[Location identification items]
-=-=-=-=-
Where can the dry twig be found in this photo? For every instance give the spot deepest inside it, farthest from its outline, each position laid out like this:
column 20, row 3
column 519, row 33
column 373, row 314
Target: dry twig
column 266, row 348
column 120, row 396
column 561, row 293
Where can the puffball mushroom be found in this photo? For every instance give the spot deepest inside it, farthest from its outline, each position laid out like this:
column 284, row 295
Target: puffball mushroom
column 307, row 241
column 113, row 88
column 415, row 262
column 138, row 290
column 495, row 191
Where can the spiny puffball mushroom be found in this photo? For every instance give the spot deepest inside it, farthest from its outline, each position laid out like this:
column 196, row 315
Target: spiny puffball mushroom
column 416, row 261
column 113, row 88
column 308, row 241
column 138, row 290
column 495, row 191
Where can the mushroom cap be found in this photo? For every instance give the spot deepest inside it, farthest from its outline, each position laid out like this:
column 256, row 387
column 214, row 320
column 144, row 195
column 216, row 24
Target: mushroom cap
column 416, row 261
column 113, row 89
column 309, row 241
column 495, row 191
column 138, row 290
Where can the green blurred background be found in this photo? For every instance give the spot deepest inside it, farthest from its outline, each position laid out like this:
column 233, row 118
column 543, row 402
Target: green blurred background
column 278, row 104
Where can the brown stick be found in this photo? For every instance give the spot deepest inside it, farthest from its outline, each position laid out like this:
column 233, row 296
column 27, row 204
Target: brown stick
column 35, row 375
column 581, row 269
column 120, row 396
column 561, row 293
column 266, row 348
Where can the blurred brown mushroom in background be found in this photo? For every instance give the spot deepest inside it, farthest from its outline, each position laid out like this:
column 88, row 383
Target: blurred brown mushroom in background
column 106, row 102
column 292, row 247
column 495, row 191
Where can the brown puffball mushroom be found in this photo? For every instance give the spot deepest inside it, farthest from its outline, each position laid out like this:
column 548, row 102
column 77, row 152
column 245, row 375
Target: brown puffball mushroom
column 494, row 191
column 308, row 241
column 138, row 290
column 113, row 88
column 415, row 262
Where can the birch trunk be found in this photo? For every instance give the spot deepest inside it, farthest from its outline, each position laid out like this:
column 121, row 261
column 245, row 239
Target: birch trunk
-=-=-=-=-
Given problem
Could you rewrite all the records above, substituting "this image" for every "this photo" and leaving everything else unchanged?

Solution for this exercise
Where can the dry twig be found in this image? For every instance give the spot deepest inside it, farthest from its outline, each position laid out like this:
column 20, row 3
column 519, row 33
column 373, row 314
Target: dry twig
column 266, row 348
column 120, row 396
column 561, row 293
Where can the puffball mushroom be found in this image? For every instance give the spot deepest inside it, farthest from its outline, each position laid out like this:
column 284, row 295
Target: puffball mushroom
column 307, row 241
column 113, row 88
column 415, row 262
column 138, row 290
column 495, row 191
Where can the spiny puffball mushroom be found in this image? For every instance give the spot deepest inside it, farthest from its outline, each position laid out like this:
column 196, row 315
Target: spiny puffball mushroom
column 416, row 261
column 113, row 88
column 308, row 241
column 138, row 290
column 495, row 191
Where can the mushroom cap be found in this image? For every instance give the spot deepest inside it, farthest from its outline, each position laid out like this:
column 256, row 387
column 214, row 320
column 144, row 195
column 216, row 24
Target: mushroom cap
column 416, row 261
column 113, row 89
column 309, row 241
column 495, row 191
column 138, row 290
Where can the green blurred background be found in this image? For every instance give the spot deepest inside it, farthest from its outline, each position laid out like this:
column 233, row 118
column 543, row 402
Target: green blurred background
column 278, row 104
Where can the brown stick be found in this image? For every instance give the spot deepest inside it, farthest from its outline, each position laid out like this:
column 233, row 296
column 27, row 204
Target: brown stick
column 35, row 375
column 581, row 269
column 120, row 396
column 561, row 293
column 266, row 348
Where can the blurred brown mushroom in background be found in this image? For every instance give the spot deepest inside it, farthest from its outline, each position laid out like this:
column 88, row 383
Target: blurred brown mushroom in background
column 106, row 102
column 292, row 247
column 495, row 191
Where can the brown puffball mushroom be found in this image? For every instance give the spot deepest inside it, farthest from its outline, each position laid out like this:
column 548, row 102
column 77, row 152
column 245, row 375
Target: brown puffball mushroom
column 494, row 191
column 308, row 241
column 138, row 290
column 113, row 88
column 415, row 262
Where can the birch trunk be found in this image? For every instance give the spot deepest inside it, farthest from its outline, each position laid out like this:
column 121, row 261
column 245, row 239
Target: birch trunk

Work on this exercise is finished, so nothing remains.